● **WHAT IS ASKED**:
**A)** List the three things the post on victim responsibility says to take off the table.
**B)** Rewrite the post on victim responsibility starting at "I think if we're" and ending at "all personally responsible?", with "mugging" changed to "burglary".
**C)** Write the next part of the post on victim responsibility, picking up after its final sentence.

● **SELECTED PASSAGE**:
---------------
I think if we're going to have an adult conversation about this, it's best to speak about hypothetical situations that don't involve emotion-inducing responses. Take rape, assault, and bodily harm caused by another person off the table - let's focus on mugging, malpractice, and other illegal activities.

You're telling me that if a 25 year old man purposely walks into a shady neighborhood to score some weed & gets robbed in the process, he's not at all personally responsible?

I think he is, but I also,at the same time believe he is not responsible for the criminal actions of others.

And this is why I have such an issue with both people that only take the victims side, and those that blame the victim: They completely ignore the actions of the victim, when legally speaking the actions do not matter - they only matter because they interrupt the notion that sometimes bad things happen to good people. If the person isn't morally a good person, they got what they deserved. If they are morally right, it's a tragedy that warrants the most heinous justice.

Both sides are wrong, because they take the attention off of the actual crime. In reality, everything matters. Every shred of evidence is important in any criminal case, and to say otherwise is a complete disrespect to taxpaying citizens who fund (a now completely defunct) justice system.
---------------
● **RECORDED INFORMATION**:
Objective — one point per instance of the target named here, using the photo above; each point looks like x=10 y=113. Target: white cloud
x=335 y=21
---------------
● **SOLVED TASKS**:
**A)** rape, assault, bodily harm caused by another person

**B)**
I think if we're going to have an adult conversation about this, it's best to speak about hypothetical situations that don't involve emotion-inducing responses. Take rape, assault, and bodily harm caused by another person off the table - let's focus on burglary, malpractice, and other illegal activities.

You're telling me that if a 25 year old man purposely walks into a shady neighborhood to score some weed & gets robbed in the process, he's not at all personally responsible?

**C)**
I use "victim blaming" to refer to those situations where either a crime or any kind of abuse (physical, sexual, emotional, psychological or all of the above) was being perpetrated. Of course, there's different degrees of gravity to a crime or violation although intensity and perception are a subjective thing. I place a lot of value on a person's intentions and lucidity.

Objectively speaking, the man walking into the shady alley didn't have the best judgment but at the same time it's not his direct fault that he got robbed. Whether his action was a morally good one or not, depending on a person's stance on weed, the retribution he got (in this case being robbed or even mugged) was completely unrelated and out of proportion compared to his act.

With that, I don't mean to say that people shouldn't try to be wiser and avoid to walk themselves into potentially risky situations but as a very absent-minded, socially clueless person, I can vouch that shit happens. Owning up to your own responsibilities is always a significant opportunity to grow, as long as it doesn't become a way to justify someone else's dishonest behavior.

Obviously, if there's a strong psychological or emotive component involved, this is not a matter to be introduced. It all depends on the person, the gravity of the situation and the way they cope with specific situations/stress/trauma. Understanding the circumstances always helps.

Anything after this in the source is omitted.